____ DATASET EXTRACT

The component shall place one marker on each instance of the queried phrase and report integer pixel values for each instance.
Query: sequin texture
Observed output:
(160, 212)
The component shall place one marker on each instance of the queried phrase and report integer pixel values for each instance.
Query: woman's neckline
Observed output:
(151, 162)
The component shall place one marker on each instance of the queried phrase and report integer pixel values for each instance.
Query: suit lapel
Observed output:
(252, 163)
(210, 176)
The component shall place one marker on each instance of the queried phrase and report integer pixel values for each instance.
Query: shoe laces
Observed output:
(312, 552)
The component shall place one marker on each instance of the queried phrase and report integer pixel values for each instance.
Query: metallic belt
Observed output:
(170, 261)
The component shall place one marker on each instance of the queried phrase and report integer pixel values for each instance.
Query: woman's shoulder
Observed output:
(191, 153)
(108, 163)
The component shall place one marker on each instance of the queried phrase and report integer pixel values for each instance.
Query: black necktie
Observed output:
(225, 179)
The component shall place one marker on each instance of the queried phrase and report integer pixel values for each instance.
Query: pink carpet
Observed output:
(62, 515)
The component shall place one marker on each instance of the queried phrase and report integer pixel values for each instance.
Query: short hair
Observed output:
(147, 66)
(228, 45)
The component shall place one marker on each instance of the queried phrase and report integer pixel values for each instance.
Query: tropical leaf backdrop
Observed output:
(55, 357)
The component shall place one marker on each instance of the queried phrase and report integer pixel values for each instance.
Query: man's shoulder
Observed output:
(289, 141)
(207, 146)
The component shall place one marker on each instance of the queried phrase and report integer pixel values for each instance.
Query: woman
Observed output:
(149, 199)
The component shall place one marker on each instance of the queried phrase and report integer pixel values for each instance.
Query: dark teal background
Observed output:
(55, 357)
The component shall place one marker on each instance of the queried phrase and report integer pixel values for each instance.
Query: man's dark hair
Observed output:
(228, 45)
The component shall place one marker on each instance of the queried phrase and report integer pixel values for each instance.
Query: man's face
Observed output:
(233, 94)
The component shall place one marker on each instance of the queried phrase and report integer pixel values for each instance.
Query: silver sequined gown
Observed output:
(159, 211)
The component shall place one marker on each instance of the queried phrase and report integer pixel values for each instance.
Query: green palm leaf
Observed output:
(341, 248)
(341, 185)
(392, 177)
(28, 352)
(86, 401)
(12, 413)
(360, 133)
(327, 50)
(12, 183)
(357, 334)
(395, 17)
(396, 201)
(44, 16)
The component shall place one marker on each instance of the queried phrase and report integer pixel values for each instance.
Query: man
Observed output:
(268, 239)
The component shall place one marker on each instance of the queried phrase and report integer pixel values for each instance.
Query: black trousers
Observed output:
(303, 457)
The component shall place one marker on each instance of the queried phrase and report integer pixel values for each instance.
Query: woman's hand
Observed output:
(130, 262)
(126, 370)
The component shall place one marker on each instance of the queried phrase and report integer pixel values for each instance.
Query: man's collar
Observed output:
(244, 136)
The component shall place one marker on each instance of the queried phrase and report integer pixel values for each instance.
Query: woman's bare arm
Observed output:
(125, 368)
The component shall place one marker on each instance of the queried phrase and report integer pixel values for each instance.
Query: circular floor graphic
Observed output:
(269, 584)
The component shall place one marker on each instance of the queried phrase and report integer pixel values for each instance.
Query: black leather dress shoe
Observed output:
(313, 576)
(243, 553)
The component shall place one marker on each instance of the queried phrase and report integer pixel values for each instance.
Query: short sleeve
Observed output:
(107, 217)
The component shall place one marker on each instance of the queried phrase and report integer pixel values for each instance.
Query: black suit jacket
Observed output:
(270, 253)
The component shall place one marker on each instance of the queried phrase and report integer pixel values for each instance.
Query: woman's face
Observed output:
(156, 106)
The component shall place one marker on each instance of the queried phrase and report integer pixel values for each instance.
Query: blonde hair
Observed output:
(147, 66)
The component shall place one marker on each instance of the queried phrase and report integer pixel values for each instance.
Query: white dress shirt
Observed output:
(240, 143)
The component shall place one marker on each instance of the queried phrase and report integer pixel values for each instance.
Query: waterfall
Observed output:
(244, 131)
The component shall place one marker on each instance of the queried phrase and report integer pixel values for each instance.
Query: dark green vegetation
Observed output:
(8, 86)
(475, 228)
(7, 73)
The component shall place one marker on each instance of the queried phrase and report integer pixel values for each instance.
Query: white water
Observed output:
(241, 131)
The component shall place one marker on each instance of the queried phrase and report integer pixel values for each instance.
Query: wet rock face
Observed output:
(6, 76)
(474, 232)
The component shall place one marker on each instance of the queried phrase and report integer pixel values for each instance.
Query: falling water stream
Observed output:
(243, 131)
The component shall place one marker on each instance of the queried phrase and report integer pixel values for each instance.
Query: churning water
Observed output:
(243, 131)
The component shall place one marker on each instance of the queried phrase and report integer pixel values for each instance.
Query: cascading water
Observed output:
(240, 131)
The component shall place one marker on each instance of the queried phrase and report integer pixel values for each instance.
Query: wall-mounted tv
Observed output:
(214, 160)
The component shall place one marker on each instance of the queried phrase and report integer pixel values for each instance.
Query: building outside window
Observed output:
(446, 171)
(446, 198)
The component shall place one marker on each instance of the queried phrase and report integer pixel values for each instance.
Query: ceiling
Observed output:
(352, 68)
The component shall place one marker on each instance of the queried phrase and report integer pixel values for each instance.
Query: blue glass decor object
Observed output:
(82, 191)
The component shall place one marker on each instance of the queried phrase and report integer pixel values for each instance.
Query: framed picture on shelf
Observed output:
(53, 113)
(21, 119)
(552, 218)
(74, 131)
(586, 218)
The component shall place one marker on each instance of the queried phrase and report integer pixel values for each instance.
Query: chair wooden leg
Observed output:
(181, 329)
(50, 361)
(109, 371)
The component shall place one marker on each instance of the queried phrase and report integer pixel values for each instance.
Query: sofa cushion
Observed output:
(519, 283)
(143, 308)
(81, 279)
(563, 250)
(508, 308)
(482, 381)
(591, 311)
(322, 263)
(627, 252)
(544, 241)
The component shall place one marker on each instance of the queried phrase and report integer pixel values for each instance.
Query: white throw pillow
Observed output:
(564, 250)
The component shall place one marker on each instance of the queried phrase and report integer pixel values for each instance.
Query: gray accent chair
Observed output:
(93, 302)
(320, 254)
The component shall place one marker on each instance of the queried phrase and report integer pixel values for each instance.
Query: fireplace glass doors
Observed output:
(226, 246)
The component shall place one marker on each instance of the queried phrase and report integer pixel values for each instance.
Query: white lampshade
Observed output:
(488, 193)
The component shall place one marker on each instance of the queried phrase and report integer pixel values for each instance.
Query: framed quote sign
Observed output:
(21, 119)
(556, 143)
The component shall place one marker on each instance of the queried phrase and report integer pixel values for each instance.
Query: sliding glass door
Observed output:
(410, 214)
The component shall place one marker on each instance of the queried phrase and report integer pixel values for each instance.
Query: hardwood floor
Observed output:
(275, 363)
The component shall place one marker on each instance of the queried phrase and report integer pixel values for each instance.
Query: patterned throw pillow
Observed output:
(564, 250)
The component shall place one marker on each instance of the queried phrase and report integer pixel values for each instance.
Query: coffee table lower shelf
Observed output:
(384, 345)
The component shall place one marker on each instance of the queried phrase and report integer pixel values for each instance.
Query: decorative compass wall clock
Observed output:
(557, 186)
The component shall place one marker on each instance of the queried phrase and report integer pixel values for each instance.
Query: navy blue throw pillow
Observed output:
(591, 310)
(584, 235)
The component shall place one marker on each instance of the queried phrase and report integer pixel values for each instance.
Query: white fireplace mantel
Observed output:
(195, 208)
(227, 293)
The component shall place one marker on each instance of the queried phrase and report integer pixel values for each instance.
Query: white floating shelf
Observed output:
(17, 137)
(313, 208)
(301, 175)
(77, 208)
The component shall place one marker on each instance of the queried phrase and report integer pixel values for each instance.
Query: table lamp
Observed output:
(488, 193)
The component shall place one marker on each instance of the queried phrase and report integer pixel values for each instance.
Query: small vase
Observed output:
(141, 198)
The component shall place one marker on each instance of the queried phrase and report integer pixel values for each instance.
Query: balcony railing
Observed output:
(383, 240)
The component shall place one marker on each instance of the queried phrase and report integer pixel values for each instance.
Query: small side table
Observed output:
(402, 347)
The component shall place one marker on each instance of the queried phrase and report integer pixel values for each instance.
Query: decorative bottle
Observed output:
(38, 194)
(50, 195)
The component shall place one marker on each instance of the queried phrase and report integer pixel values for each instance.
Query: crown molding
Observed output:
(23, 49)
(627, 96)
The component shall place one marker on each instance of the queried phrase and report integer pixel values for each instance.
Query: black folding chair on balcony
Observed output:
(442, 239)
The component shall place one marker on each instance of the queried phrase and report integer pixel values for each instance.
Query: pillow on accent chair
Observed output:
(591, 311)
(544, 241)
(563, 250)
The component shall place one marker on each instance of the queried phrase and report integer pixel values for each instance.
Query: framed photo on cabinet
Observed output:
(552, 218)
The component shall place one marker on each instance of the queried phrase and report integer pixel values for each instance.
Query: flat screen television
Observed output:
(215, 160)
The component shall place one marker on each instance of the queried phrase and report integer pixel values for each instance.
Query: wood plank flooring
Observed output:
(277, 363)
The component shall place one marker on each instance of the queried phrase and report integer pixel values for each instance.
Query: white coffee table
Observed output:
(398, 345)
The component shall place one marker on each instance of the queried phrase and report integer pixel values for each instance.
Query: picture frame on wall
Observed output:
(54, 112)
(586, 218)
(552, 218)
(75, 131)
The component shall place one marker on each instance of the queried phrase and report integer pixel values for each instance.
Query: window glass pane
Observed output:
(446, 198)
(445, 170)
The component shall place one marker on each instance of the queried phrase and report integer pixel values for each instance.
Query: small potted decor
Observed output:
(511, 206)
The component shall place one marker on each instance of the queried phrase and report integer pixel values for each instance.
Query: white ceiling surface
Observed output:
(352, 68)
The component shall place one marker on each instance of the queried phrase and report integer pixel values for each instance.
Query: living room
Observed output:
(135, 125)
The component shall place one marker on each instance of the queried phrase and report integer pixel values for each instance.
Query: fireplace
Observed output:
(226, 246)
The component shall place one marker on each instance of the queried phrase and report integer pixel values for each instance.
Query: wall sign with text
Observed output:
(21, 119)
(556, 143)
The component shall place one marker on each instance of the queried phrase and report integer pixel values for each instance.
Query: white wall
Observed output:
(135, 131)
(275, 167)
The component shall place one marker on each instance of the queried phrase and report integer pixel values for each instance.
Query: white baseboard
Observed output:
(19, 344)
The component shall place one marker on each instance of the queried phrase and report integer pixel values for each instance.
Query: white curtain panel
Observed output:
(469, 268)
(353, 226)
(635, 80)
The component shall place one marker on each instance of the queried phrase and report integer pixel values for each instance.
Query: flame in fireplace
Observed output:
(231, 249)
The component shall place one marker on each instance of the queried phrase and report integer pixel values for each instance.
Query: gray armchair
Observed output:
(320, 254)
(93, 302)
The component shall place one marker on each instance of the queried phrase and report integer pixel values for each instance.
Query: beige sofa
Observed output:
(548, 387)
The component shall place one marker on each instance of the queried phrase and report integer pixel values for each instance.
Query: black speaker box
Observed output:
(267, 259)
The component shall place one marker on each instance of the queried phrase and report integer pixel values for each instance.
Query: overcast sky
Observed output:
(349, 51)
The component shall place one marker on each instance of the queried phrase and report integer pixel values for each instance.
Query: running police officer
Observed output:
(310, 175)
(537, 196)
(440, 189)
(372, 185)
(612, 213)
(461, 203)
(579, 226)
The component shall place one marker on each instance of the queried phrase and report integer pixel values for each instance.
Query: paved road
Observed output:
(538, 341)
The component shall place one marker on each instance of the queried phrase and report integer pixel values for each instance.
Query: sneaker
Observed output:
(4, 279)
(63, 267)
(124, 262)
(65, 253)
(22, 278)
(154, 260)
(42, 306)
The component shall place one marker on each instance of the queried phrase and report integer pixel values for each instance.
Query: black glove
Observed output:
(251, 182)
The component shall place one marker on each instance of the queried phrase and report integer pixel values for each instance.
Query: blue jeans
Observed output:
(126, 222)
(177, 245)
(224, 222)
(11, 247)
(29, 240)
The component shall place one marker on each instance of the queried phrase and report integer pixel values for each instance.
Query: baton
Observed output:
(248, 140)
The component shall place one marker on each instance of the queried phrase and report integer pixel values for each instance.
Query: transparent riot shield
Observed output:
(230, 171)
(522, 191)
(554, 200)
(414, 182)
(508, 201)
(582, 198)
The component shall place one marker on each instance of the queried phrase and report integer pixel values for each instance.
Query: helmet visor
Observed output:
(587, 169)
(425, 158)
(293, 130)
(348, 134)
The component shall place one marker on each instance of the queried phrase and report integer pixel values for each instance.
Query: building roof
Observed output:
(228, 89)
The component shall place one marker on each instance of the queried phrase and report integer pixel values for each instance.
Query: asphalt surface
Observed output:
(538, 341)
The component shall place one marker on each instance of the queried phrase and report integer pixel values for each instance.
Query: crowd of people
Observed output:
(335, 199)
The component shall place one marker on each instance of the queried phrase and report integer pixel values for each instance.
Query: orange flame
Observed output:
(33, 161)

________

§ **THE EXERCISE**: Gather every line in the entries above that contains the string "ceiling". Letter case matters.

§ **REPLY TO THE EXERCISE**:
Query: ceiling
Query: white ceiling surface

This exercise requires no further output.